> [MATERIAL FOR THE TASK]
----------------

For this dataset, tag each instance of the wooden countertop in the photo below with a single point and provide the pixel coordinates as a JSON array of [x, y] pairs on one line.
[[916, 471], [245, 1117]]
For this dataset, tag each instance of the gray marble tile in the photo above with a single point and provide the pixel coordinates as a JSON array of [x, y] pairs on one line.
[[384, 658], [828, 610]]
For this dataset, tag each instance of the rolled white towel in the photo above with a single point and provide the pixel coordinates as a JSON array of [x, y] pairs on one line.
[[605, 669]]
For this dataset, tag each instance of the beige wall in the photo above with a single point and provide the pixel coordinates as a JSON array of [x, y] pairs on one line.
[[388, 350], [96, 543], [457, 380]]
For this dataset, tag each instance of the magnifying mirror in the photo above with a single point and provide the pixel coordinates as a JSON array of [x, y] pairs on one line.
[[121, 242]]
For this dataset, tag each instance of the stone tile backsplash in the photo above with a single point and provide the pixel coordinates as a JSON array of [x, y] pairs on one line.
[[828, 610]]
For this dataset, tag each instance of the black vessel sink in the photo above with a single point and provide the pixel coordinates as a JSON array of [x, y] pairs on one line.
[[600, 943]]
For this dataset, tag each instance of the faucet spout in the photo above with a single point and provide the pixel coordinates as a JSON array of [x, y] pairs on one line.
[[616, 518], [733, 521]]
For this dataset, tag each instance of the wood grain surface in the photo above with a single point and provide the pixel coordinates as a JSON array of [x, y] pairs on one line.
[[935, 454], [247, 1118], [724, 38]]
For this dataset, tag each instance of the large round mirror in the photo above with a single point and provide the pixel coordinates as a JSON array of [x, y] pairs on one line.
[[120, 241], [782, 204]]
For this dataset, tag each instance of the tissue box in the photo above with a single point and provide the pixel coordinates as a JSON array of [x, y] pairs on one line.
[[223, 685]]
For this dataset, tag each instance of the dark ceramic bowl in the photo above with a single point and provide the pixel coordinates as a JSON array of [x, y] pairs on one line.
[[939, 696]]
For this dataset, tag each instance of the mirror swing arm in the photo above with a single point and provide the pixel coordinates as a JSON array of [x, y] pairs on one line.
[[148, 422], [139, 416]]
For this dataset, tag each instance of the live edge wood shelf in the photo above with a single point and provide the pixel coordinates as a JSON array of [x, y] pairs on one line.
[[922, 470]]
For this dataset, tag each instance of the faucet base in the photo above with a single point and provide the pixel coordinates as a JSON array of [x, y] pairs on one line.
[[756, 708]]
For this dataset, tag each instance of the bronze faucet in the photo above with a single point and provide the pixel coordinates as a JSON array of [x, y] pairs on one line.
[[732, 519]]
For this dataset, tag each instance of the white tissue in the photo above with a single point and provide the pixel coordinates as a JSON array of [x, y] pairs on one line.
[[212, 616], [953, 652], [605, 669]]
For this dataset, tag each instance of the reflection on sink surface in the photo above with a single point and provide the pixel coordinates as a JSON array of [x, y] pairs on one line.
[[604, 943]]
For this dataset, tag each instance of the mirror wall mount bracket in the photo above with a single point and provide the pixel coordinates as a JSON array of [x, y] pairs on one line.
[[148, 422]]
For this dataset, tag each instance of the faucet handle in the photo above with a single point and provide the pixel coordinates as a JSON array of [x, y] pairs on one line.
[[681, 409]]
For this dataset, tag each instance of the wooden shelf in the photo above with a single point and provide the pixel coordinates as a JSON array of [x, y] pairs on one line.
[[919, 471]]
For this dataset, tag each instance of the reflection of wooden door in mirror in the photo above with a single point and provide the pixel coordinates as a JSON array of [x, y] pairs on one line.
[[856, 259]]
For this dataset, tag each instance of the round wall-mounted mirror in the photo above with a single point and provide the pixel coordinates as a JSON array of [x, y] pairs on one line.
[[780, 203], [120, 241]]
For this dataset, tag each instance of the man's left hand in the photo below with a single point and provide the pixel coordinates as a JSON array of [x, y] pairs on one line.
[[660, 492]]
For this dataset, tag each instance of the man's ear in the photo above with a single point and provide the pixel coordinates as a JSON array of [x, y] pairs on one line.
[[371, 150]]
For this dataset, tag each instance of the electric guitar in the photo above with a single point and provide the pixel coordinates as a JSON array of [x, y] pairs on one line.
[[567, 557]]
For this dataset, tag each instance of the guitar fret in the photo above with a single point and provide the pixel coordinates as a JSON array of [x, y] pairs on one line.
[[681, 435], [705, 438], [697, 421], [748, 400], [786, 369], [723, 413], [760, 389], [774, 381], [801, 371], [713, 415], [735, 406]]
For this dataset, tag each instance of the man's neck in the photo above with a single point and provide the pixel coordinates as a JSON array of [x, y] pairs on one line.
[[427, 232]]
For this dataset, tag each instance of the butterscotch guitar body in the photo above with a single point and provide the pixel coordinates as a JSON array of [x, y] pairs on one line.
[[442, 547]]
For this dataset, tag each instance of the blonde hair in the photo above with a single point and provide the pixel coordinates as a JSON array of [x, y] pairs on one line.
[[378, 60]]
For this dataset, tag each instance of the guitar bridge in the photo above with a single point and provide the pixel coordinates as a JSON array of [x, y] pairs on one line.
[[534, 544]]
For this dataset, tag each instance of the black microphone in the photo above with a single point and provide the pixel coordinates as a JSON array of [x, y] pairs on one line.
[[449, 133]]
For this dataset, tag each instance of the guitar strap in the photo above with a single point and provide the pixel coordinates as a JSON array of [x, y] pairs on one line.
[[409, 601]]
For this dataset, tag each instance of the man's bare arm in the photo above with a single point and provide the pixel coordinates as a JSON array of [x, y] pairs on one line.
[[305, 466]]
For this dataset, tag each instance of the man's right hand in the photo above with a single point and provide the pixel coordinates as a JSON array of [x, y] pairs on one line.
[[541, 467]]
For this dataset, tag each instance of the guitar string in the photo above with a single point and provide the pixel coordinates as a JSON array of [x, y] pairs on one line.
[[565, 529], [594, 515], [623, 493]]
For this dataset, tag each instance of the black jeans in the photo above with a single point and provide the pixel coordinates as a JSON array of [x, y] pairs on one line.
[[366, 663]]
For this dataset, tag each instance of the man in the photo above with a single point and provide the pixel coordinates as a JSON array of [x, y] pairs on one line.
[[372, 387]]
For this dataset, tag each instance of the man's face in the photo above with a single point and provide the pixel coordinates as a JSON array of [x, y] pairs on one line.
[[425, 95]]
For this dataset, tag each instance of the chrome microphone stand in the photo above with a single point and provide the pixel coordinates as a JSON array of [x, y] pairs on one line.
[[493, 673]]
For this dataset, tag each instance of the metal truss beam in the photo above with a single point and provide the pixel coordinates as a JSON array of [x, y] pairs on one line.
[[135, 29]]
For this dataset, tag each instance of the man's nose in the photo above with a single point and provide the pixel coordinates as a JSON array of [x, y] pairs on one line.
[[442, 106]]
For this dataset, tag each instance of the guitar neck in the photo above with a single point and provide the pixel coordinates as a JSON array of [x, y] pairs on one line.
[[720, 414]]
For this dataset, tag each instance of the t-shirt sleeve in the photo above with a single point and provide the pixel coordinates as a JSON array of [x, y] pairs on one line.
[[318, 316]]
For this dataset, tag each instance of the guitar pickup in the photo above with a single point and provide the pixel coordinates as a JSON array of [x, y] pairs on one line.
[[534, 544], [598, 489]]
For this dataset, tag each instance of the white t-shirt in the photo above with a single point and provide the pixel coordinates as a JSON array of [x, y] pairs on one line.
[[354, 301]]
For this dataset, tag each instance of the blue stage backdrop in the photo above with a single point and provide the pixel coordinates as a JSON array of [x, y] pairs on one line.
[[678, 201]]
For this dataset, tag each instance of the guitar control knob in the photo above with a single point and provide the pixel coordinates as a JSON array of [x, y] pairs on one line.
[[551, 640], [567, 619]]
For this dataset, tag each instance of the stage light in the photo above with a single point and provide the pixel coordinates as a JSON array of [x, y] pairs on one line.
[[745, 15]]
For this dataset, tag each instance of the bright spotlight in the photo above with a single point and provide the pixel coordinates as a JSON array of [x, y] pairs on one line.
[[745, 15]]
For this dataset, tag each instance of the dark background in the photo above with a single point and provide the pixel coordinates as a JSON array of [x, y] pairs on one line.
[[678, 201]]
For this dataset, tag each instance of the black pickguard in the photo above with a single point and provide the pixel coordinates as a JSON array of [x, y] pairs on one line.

----------------

> [GOAL] Convert the part of the records that opens with the line containing "For this dataset, tag each instance of the metal" and closes with the line containing "[[318, 316]]" into a two-column CSV with the header text,answer. Give one row per record, with each field quoted and any line breaks turned into spaces.

> [EXERCISE OUTPUT]
text,answer
"For this dataset, tag each instance of the metal truss beam in the photo above with a single point and provide the pixel coordinates as a JSON array of [x, y] pairs on one line.","[[135, 29]]"
"For this dataset, tag each instance of the man's nose in the photo above with a single point and provide the pixel coordinates as a JSON array of [x, y] pairs on one line.","[[442, 106]]"
"For this dataset, tag each instance of the guitar neck in the photo above with a single point and provide the pixel coordinates as a JSON array of [x, y] pairs on one line.","[[720, 414]]"
"For this dataset, tag each instance of the t-shirt sleeve in the photo above with a single point and provide the pixel coordinates as a JSON array of [x, y] pairs on one line.","[[318, 316]]"